■ Arbeitsanweisung ■
Schreiben Sie den Text zum Hinweisbeschluss über die Zwangshaft vollständig und ohne jede Abweichung ab.

■ Vorliegender Text ■
= = = = =
Titel:
Hinweisbeschluss zur Zwangshaft vor Vollstreckung eines Zwangsgeldes
Normenkette:
ZPO § 308
Leitsätze:
1. Die Besonderheiten des Patentrechts machen es erforderlich, dass nach dem Verhängen eines ersten Zwangsgeldes eine Zwangshaft bereits dann verhängt werden kann, wenn das erste Zwangsgeld noch nicht vollstreckt ist. (redaktioneller Leitsatz)
2. Für einen wiederholten Antrag auf Festsetzung eines Zwangsgeldes fehlt das Rechtsschutzbedürfnis, wenn der erste Antrag noch nicht vollstreckt wurde (Anschluss an OLG München BeckRS 2007, 32942). (redaktioneller Leitsatz)
3. Ein schutzwürdiges Interesse an einer wiederholten Zwangsmittelfestsetzung ist wegen des Charakters von Zwangsgeld als Beugemittel nur gegeben, wenn das zuvor angeordnete Zwangsgeld entweder gezahlt oder vollstreckt ist (Anschluss an BGH BeckRS 2018, 28289). (redaktioneller Leitsatz)
= = = = =
■ Gesammelte Daten ■
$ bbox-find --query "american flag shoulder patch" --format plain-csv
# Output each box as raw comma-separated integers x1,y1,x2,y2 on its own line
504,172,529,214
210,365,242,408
= = = = =
■ Lösung der Aufgabe ■
Titel:
Hinweisbeschluss zur Zwangshaft vor Vollstreckung eines Zwangsgeldes
Normenkette:
ZPO § 308
Leitsätze:
1. Die Besonderheiten des Patentrechts machen es erforderlich, dass nach dem Verhängen eines ersten Zwangsgeldes eine Zwangshaft bereits dann verhängt werden kann, wenn das erste Zwangsgeld noch nicht vollstreckt ist. (redaktioneller Leitsatz)
2. Für einen wiederholten Antrag auf Festsetzung eines Zwangsgeldes fehlt das Rechtsschutzbedürfnis, wenn der erste Antrag noch nicht vollstreckt wurde (Anschluss an OLG München BeckRS 2007, 32942). (redaktioneller Leitsatz)
3. Ein schutzwürdiges Interesse an einer wiederholten Zwangsmittelfestsetzung ist wegen des Charakters von Zwangsgeld als Beugemittel nur gegeben, wenn das zuvor angeordnete Zwangsgeld entweder gezahlt oder vollstreckt ist (Anschluss an BGH BeckRS 2018, 28289). (redaktioneller Leitsatz)